## MATERIALS PROVIDED

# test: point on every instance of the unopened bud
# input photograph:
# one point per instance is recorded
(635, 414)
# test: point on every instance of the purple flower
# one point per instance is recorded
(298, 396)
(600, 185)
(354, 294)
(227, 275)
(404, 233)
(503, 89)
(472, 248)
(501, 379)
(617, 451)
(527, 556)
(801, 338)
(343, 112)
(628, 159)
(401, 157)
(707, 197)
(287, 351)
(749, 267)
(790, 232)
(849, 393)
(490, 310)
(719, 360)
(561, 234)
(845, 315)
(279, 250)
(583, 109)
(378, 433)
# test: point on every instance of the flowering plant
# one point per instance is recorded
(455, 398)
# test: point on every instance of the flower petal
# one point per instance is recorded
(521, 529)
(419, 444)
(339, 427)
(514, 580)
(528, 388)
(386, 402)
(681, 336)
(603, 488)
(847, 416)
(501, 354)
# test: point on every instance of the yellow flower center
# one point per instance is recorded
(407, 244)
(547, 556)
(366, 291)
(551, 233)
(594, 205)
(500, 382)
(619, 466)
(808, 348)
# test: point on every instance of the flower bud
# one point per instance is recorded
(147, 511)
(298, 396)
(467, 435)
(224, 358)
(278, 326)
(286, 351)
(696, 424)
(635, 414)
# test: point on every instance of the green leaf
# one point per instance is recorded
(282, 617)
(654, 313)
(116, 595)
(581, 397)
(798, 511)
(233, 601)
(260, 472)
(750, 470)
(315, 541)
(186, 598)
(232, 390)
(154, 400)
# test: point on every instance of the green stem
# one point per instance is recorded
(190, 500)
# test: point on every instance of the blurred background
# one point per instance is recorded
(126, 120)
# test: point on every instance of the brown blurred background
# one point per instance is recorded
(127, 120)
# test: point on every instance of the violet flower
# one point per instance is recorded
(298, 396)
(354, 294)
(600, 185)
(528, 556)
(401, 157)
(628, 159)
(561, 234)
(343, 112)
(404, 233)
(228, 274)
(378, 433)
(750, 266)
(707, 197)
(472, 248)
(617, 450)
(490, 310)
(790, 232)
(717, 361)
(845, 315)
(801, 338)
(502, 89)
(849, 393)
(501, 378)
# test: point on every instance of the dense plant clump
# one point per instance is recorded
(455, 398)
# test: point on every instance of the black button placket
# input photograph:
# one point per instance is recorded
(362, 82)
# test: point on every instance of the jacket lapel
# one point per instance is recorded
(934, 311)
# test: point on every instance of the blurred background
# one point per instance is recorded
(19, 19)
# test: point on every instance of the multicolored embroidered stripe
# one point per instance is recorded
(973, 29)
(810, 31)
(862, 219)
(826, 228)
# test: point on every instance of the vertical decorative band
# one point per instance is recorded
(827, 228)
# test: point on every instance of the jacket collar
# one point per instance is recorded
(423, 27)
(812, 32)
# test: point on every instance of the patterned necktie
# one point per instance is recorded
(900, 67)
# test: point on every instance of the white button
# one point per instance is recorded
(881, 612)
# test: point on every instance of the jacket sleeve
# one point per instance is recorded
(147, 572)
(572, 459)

## TASK
In the data above, retype exactly and only the lines between the one holding "# test: point on every instance of the purple" and the one holding "# test: point on every instance of the violet", inclusive.

## SOLUTION TO THIS PROBLEM
# test: point on every instance of the purple flower
# one point per instance is recorded
(298, 396)
(600, 185)
(354, 294)
(227, 275)
(404, 233)
(503, 89)
(472, 248)
(501, 379)
(617, 451)
(527, 556)
(801, 338)
(343, 112)
(628, 159)
(401, 157)
(707, 197)
(287, 351)
(749, 267)
(790, 232)
(849, 393)
(490, 310)
(719, 360)
(561, 234)
(845, 315)
(279, 250)
(583, 109)
(378, 433)
# test: point on every instance of the flowering plant
# one point per instance is recorded
(455, 398)
# test: point on every instance of the flower petal
# one point per instance is recorded
(521, 529)
(419, 444)
(339, 427)
(514, 580)
(528, 388)
(386, 402)
(681, 336)
(603, 488)
(847, 416)
(501, 354)
# test: point on every instance of the yellow flower center
# one point per instance is recorded
(407, 244)
(547, 556)
(366, 291)
(551, 233)
(594, 205)
(500, 382)
(619, 466)
(808, 348)
# test: point on every instance of the flower bud
# one point per instance is recorded
(147, 511)
(298, 396)
(467, 435)
(224, 358)
(278, 326)
(286, 351)
(696, 424)
(635, 414)
# test: point on every instance of the green leaf
# one point per instance is recorded
(282, 617)
(654, 313)
(116, 595)
(581, 397)
(798, 511)
(233, 601)
(260, 472)
(750, 470)
(315, 541)
(186, 598)
(232, 390)
(154, 400)
# test: point on every instance of the green stem
# one point per instance is recorded
(190, 500)
# test: point on every instance of the blurred background
# one point per instance is recorded
(126, 120)
# test: point on every instance of the brown blurred background
# one point per instance is recorded
(127, 120)
# test: point on every instance of the violet flower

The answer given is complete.